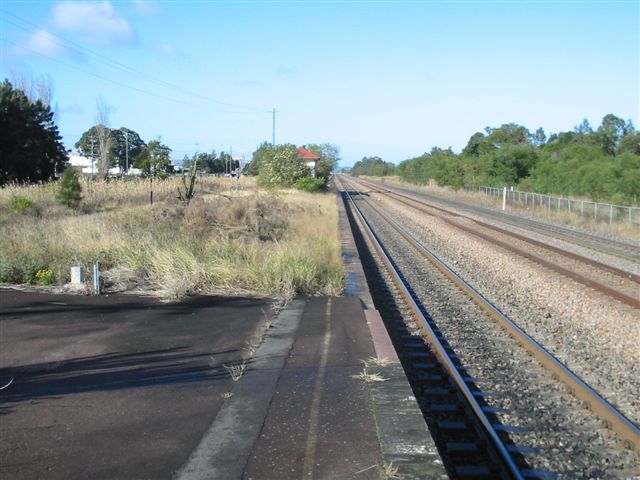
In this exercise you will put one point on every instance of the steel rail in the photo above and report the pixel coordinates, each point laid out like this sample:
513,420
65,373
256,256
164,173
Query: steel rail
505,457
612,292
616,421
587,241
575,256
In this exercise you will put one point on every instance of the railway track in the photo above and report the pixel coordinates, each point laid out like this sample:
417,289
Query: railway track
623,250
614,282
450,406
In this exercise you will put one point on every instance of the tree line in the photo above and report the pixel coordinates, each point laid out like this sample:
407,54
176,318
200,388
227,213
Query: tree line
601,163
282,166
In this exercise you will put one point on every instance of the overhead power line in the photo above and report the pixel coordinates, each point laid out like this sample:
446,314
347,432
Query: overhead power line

•••••

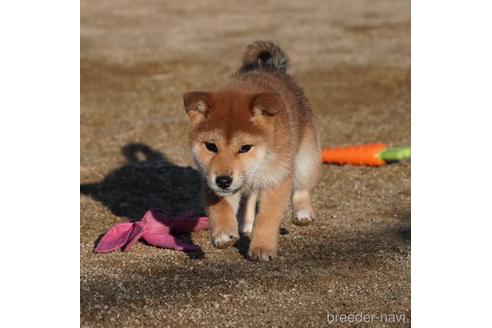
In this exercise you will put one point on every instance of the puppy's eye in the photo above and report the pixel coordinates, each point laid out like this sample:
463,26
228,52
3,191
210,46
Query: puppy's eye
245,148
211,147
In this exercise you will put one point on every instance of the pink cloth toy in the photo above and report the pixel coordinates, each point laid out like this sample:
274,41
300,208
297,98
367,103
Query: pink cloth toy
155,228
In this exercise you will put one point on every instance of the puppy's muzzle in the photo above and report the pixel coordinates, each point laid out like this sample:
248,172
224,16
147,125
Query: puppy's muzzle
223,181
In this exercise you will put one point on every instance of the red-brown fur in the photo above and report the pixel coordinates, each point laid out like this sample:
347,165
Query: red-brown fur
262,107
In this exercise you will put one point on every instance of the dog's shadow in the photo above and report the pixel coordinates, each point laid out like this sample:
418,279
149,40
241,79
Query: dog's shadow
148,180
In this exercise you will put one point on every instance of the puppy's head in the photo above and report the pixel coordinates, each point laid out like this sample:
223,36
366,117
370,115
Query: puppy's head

•••••

- **Set problem**
Report each line of the records above that contains the word "instance", copying every such line in full.

- **Written response**
In this exercise you will put one point on every instance of the steel rail in the photo above and report the pixel coordinates, each point laid out like this sample:
In this exercise you will put one point on every instance of the railway track in the photo above and report the pixel coordinates, each point laid out like this sample:
In this exercise you will put one point on every instance of the tree line in the photo above and report the pixel coordinates, each point laid out like this sample:
In this exercise you will put one point on every instance of the overhead power line in the photo above and report the pixel coordinates, each point laid out like this sample:
In this exercise you will put one point on every instance of the puppy's eye in the photo above and report the pixel coordinates, each point laid out like this sample:
In this exercise you will put one point on every instance of the pink cloth toy in the photo above and report the pixel coordinates, each point laid out like this sample:
In this exercise you will put one point on every instance of the puppy's muzzle in the photo above and report the pixel coordinates, each point laid out like this sample:
In this exercise you will put one point on every instance of the red-brown fur in the photo above and report the pixel coordinates, each point laid out like this sample:
In this exercise you will put one point on every instance of the dog's shadow in the photo above and report the pixel coordinates, each point laid out like this sample:
In this exercise you will put one point on every instance of the puppy's head in the photo above and report the pixel coordinates, each point laid out like this sample:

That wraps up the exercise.